[Coordinate annotation records]
════════════════════

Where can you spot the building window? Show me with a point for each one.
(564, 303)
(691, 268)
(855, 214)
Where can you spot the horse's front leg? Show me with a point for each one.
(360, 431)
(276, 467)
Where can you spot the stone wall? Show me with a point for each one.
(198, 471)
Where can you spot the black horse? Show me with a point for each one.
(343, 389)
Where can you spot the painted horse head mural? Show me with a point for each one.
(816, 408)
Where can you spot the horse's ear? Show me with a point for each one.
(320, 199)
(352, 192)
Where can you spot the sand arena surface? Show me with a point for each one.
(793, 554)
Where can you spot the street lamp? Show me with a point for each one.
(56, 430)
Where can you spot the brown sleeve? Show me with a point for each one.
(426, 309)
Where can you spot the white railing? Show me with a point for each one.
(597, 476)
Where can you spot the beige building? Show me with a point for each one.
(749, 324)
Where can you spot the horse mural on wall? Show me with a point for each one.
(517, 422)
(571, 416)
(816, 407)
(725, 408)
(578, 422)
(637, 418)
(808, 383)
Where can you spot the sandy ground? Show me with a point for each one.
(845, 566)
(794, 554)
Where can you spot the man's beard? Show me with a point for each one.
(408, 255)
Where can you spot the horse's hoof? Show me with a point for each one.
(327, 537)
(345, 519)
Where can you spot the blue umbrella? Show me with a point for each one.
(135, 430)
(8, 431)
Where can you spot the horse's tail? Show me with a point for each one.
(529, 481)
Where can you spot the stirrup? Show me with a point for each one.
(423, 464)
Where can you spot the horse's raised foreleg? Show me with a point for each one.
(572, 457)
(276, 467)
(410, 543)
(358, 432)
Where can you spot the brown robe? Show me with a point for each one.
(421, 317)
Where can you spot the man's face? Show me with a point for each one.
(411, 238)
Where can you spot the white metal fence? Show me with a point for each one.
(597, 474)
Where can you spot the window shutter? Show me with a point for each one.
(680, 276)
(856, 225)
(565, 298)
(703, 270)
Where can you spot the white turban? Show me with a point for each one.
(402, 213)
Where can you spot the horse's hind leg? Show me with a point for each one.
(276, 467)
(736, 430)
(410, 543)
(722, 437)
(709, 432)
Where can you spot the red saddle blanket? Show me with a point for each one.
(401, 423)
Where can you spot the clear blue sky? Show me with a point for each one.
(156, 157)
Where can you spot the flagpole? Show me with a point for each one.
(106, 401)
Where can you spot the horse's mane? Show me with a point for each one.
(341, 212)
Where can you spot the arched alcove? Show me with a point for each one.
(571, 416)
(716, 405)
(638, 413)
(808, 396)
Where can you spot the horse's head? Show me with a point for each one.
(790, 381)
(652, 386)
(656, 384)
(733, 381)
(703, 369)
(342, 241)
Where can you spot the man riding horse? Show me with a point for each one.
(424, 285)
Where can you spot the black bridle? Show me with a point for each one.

════════════════════

## Requirement:
Please write out all of the material above again, switching every "Where can you spot" to "Where do you see" and keeping everything else the same.

## Response for this exercise:
Where do you see the building window? Show me with a point for each one.
(564, 303)
(691, 268)
(855, 214)
Where do you see the horse's front leg? Show me with a point for each one.
(360, 431)
(276, 467)
Where do you see the stone wall? Show me with a point for each one.
(198, 471)
Where do you see the black horse? Show me with a point for each one.
(343, 389)
Where do you see the painted horse head mural? Show me with a point for each one.
(816, 408)
Where do you see the horse's ear? Show me with a point for each one.
(320, 199)
(352, 192)
Where do you see the sand arena surface? Show me with a point for each one.
(793, 554)
Where do you see the street lamp? Show me with a point for each one.
(56, 430)
Where do you see the brown sleeve? Show me with a point for each one.
(426, 309)
Where do you see the white railing? Show me with a point for each one.
(597, 476)
Where do you see the beige building? Show me with a point for each one.
(749, 324)
Where do you see the horse mural on wall? Show me with a point for each one.
(517, 422)
(571, 416)
(816, 407)
(725, 408)
(578, 422)
(637, 418)
(808, 383)
Where do you see the sandy ground? Show me with a point for each one.
(845, 566)
(794, 554)
Where do you see the man's beard? Show me with a point for each one.
(408, 255)
Where do you see the horse's hoof? Show me with a point for each one.
(327, 537)
(345, 519)
Where do you see the blue umbrella? Show me with a point for each one.
(135, 430)
(8, 431)
Where do you see the horse's tail? Show me with a point for each one.
(529, 481)
Where do you see the stirrup? Show me with a point for each one.
(423, 464)
Where do you see the horse's raised foreleg? Show me with a point for each one.
(572, 457)
(276, 467)
(410, 543)
(358, 432)
Where do you see the brown robe? Show me with a point for each one.
(421, 317)
Where do you see the man's face? Show me with a point for each one.
(411, 238)
Where do you see the white metal fence? Show me with a point for each one.
(597, 474)
Where do you see the window shutter? Show me with a point for each one.
(680, 276)
(856, 225)
(565, 298)
(703, 270)
Where do you see the white turban? Show me with a point for each one.
(402, 213)
Where do you see the horse's hind leg? Show me with a point for each one.
(276, 467)
(736, 430)
(410, 543)
(722, 437)
(709, 432)
Where do you see the red saddle blanket? Show me with a point for each one.
(401, 423)
Where do you see the clear blue sky? Show me with a point for each one.
(156, 157)
Where do you see the flagpole? Show me with a point for each one.
(106, 401)
Where do you see the horse's mane? Show me with a point for each one.
(341, 212)
Where do you see the arched alcove? Show me with a point for each one.
(571, 416)
(716, 405)
(638, 413)
(808, 396)
Where do you see the horse's head? Show me with a point for each one.
(790, 381)
(652, 386)
(656, 384)
(733, 381)
(703, 369)
(342, 241)
Where do you see the man riding horse? Show me with a point for each one.
(424, 285)
Where do you see the black bridle? Show me with a point for each one.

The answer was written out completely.